(Dataset items)

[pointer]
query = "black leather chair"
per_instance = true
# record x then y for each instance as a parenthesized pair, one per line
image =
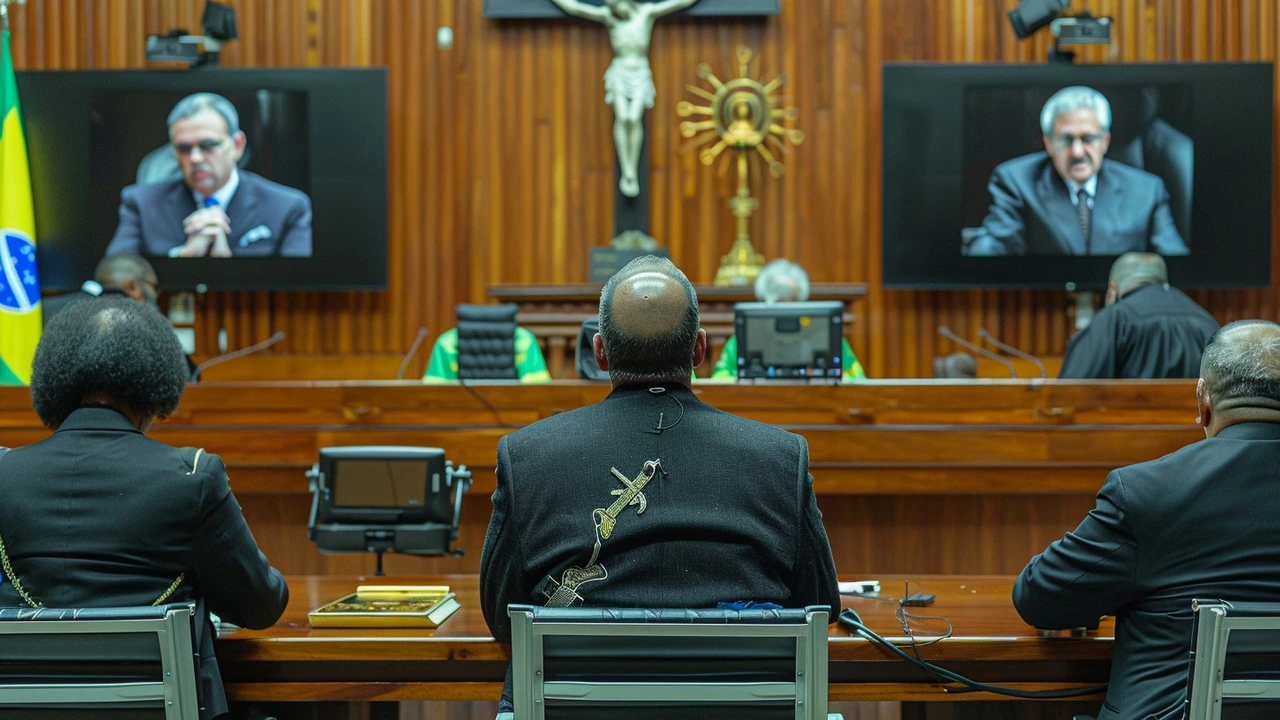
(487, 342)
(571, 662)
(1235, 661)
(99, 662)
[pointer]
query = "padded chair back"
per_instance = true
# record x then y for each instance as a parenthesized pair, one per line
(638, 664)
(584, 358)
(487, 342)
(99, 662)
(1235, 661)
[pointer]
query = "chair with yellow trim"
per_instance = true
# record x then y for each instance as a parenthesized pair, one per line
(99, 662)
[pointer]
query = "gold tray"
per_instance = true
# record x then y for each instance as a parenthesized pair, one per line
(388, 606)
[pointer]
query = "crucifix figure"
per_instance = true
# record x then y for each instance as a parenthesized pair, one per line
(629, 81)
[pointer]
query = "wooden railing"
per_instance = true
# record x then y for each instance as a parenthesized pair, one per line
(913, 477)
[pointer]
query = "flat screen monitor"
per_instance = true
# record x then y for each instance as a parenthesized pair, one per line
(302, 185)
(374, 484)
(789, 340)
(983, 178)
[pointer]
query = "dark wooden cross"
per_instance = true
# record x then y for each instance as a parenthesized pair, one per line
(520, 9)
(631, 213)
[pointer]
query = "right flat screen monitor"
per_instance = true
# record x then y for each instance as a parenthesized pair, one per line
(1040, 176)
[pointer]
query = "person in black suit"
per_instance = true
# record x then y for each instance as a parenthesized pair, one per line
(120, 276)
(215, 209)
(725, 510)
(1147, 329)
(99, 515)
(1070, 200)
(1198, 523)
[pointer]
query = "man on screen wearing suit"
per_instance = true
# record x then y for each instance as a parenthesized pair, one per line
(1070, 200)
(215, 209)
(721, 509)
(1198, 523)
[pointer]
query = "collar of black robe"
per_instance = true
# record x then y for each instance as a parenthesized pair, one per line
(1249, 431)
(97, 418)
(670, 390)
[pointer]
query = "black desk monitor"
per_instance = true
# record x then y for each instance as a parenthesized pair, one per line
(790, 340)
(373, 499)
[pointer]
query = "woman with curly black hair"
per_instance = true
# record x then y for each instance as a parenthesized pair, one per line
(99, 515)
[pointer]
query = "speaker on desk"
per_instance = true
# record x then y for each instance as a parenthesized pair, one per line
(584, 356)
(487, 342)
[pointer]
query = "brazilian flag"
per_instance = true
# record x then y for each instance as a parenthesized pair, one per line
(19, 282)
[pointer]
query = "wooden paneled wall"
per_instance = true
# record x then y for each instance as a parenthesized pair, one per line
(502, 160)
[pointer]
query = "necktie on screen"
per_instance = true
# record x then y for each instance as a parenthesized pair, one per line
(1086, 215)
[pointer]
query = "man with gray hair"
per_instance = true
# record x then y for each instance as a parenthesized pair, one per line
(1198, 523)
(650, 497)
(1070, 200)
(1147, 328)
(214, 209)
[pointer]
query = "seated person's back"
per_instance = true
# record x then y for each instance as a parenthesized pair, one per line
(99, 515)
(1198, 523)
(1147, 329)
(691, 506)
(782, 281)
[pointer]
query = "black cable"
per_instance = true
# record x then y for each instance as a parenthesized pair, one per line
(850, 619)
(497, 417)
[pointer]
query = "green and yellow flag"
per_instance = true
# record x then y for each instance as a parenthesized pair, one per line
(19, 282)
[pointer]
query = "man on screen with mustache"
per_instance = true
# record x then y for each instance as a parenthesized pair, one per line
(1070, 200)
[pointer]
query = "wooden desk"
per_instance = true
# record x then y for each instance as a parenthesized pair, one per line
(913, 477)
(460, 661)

TASK OBJECTIVE
Write out all the entries exactly, except for the pictures.

REPLY TO THE TASK
[pointer]
query = "black leather chair"
per_instance = true
# record x then y for each instance as a parenthesized pair, one per line
image =
(487, 342)
(571, 662)
(1235, 661)
(99, 662)
[pointer]
query = "padded chair back"
per_instance = true
# record x then y for each instance as a parenthesized pair, one per line
(638, 664)
(584, 358)
(487, 342)
(99, 662)
(1235, 661)
[pointer]
query = "chair with yellow trim"
per_instance = true
# record x then y for each instance as a parenthesized pair, one per line
(99, 662)
[pointer]
query = "gold tray"
per_instance = true
# record x then y for each instance as a parenthesized pair, one per line
(388, 606)
[pointer]
query = "crucifix figure"
per_instance = true
# record x then y for each instance as a parenthesized pair, one per line
(629, 81)
[pointer]
query = "wooden railing"
per_instance = true
# record x then y for each instance as a parenthesized pair, one per line
(913, 477)
[pointer]
query = "flat screen monitor"
per_instance = true
# record x then y for each instance as a parenthesized pair, one per line
(302, 185)
(374, 484)
(789, 340)
(983, 178)
[pointer]
query = "dark wooden cross"
per_instance = true
# record x then y for each instance as a parenthesized pair, one per line
(520, 9)
(631, 213)
[pointer]
query = "right flat screen monitor"
per_instance = true
# record x then y for each instance as a parenthesized pair, one per line
(1040, 176)
[pointer]
query = "person in black suit"
per_instance = true
# record x then y for each instance as a parenthesized pair, one per line
(120, 276)
(215, 209)
(725, 510)
(1147, 329)
(99, 515)
(1070, 200)
(1198, 523)
[pointer]
query = "man on screen wearing suit"
per_instance = true
# record x then y for each instance as a parenthesized pair, one per line
(1070, 200)
(215, 209)
(721, 509)
(1198, 523)
[pointer]
query = "collar of black robe"
per_instance = true
# record x then y for each instance as a parenthesized pair, one per line
(1249, 431)
(97, 418)
(670, 390)
[pointer]
query = "black desk monitor"
per_instance = true
# record x then y for each instance as a parenthesized pair, one per line
(790, 340)
(373, 499)
[pointer]
query = "woman with curly black hair"
per_instance = true
# record x then y for each instance as a parenthesized pair, one per line
(99, 515)
[pointer]
query = "speaker on desk"
per_instance = true
# record x then y for each instance as a parenthesized pair, one per line
(584, 356)
(487, 342)
[pointer]
query = "brazilian flag"
per_instance = true
# record x then y for each instance as a parenthesized pair, one per line
(19, 282)
[pointer]
query = "wooden paneled wall"
per_instance = true
# record x then y for each instance as a parenthesized pair, one per line
(502, 160)
[pointer]
query = "necktie on screen"
per_instance = true
# record x then y for each instance as a parenthesized pair, one per line
(1086, 215)
[pointer]
query = "man with gray hair"
per_instance = true
# record x then y for each instance as a parenthesized pair, one per line
(1198, 523)
(650, 497)
(1070, 200)
(1147, 328)
(214, 209)
[pointer]
query = "seated person's back"
per_instance = true
# record x then y for each instance as a parenthesized pair, one per line
(99, 515)
(1198, 523)
(1147, 329)
(691, 506)
(782, 281)
[pointer]
query = "black cable"
per_instance = true
# record x then y for each instance as a parenthesized pair, one per line
(850, 619)
(497, 417)
[pointer]
query = "green and yellow flag"
per_instance = true
# record x then y for each instance as a parenthesized pair, one per line
(19, 282)
[pointer]
query = "man on screen with mustache"
per_instance = true
# record x then y for each instance as a parenthesized pair, one per line
(1070, 200)
[pointer]
query = "wooden desk"
per_instance = true
# record x then y for each instance as a parenthesized pair, one per line
(913, 477)
(460, 661)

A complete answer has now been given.